▸ Work order
Every line with the string "before" must be copied from the entries below.

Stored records
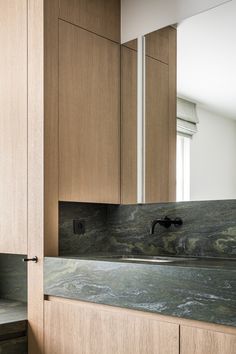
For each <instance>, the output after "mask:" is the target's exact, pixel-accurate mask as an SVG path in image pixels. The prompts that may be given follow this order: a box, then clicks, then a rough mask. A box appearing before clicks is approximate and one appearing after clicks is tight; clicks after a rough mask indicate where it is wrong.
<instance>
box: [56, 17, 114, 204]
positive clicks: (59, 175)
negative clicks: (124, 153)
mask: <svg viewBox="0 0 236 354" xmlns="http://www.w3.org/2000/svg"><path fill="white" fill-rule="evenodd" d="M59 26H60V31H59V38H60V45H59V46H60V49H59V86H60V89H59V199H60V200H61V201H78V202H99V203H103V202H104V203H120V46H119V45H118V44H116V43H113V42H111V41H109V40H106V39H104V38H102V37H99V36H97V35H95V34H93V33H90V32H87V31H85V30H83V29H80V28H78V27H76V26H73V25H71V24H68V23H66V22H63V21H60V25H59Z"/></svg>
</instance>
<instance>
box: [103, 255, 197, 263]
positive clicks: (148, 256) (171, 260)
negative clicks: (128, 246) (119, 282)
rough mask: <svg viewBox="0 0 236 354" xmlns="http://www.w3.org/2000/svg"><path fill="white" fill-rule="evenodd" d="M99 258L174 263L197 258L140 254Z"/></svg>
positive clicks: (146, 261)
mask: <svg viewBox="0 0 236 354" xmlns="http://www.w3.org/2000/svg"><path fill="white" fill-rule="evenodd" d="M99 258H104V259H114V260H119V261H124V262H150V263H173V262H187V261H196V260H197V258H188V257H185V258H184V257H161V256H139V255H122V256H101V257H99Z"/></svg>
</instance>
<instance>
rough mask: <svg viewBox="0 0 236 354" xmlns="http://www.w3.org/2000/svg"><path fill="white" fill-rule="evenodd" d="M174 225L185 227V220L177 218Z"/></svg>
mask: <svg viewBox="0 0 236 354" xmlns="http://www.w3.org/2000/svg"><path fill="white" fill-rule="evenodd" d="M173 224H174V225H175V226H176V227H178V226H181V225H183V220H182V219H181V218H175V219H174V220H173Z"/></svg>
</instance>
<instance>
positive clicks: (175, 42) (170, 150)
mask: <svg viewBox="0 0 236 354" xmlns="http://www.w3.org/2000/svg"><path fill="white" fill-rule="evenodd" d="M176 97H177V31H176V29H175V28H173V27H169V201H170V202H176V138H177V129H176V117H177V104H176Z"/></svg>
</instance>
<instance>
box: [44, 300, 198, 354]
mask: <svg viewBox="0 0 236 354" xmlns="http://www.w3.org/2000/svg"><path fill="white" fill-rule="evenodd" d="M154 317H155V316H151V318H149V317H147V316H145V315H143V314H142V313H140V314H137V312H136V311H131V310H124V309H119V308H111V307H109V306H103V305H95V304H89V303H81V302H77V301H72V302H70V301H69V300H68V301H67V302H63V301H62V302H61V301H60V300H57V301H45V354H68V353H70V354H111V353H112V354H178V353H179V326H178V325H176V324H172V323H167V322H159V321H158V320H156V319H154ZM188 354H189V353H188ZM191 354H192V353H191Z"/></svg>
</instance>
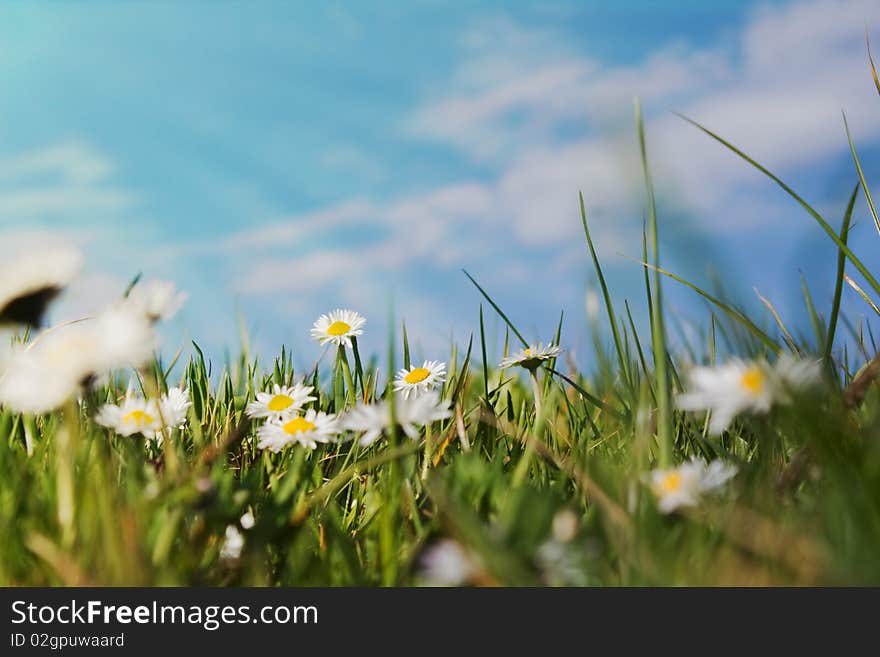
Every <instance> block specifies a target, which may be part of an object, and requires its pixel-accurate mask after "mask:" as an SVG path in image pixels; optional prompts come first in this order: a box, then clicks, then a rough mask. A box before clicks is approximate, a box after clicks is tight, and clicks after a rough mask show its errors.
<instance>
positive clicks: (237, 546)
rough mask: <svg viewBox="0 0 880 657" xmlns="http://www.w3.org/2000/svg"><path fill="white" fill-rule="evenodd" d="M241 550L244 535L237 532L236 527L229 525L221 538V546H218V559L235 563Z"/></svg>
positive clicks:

▸ Response to the exercise
For each <instance>, the output after "mask:" is the target's exact, pixel-accurate mask as an SVG path in image pixels. The prompts that may be given follow this order: a box, then clicks, then a rough mask. A box appearing before clicks is approximate and one appearing after clicks is tight; clicks after a rough mask indicate where it is wrong.
Every <instance> block specifies a target, which may be part of an object, and requires its pixel-accurate mask after "mask:" as an SVG path in image pixels; optional prompts come first in this order: a box, then clicks, then a rough mask. A box before clicks is approximate, a box after clicks is tight, and clicks after a rough mask show its errors.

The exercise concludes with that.